[Excerpts of pointing data]

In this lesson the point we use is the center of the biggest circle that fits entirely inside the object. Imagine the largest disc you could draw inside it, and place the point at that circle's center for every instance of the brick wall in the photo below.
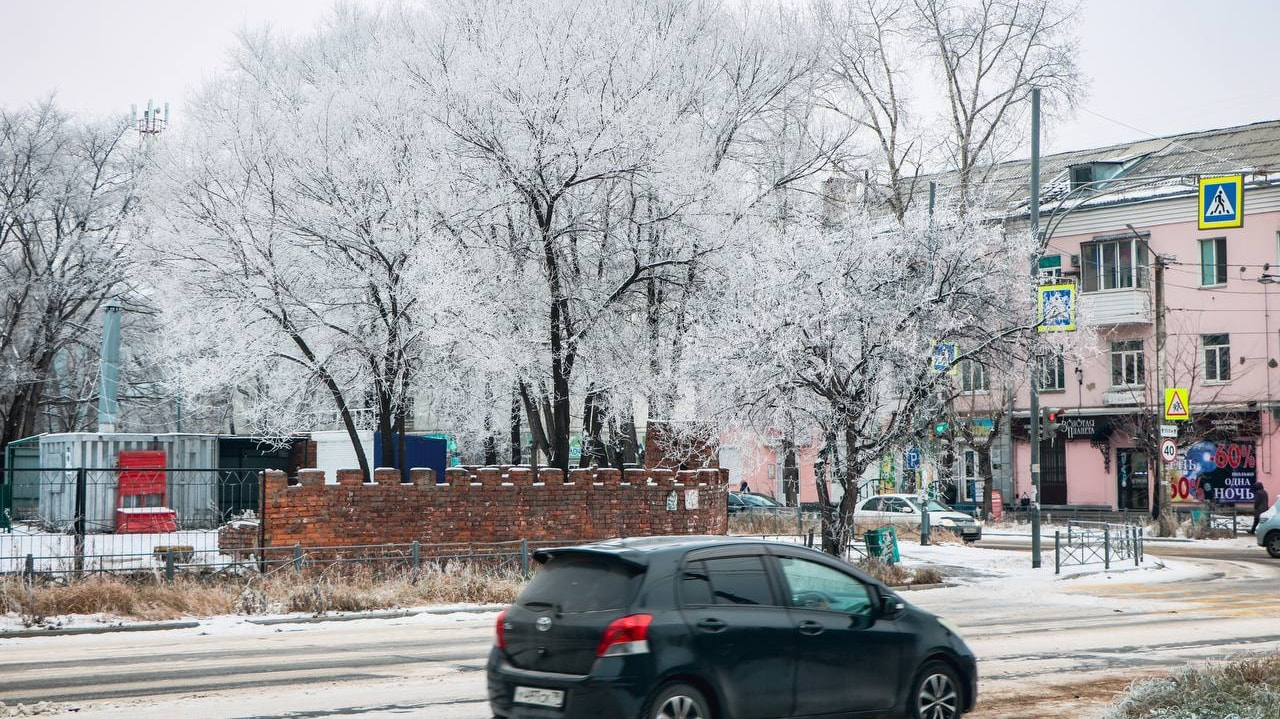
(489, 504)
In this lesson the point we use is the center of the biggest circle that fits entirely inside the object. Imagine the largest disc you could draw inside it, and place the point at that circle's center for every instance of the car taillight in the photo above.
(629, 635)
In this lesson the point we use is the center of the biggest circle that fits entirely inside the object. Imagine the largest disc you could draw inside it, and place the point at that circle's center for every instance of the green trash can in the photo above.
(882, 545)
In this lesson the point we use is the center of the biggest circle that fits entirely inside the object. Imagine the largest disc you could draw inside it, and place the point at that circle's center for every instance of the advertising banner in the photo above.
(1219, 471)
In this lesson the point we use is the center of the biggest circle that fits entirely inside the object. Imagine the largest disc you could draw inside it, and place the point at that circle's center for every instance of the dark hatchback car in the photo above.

= Set problem =
The line containing "taillight in the photo above." marks the start; retype it and each line after it through the end of the records above, exactly.

= Answer to the exercise =
In this lesson the point we use is the center of the biggest circle that fits entirely inside the object. Imagine the largest disc you could draw inside it, and place the point at that circle's center for every instance of the car taillight in the photo above.
(629, 635)
In this lesson the point we use is the center of the biggest circle that fits entirely inside the object. Imagine the largest disc you could draw inside it, and place the point at that circle's center for every instance of the green trash can in the photo above.
(882, 545)
In this lesson the point we use is the center of the biggest circle that fits entirely inside the object. Imagine the largest disc you could draw inside it, and place the point at that circle's center for every instance of the advertising banner in the photo above.
(1219, 471)
In this lesson the point we use is the center of the biggest circle that fits entirely inside the object. Imagine the largest disc you could draw inside it, and place the point at that circle's center for every instance of the dark hatchback car in the photo above.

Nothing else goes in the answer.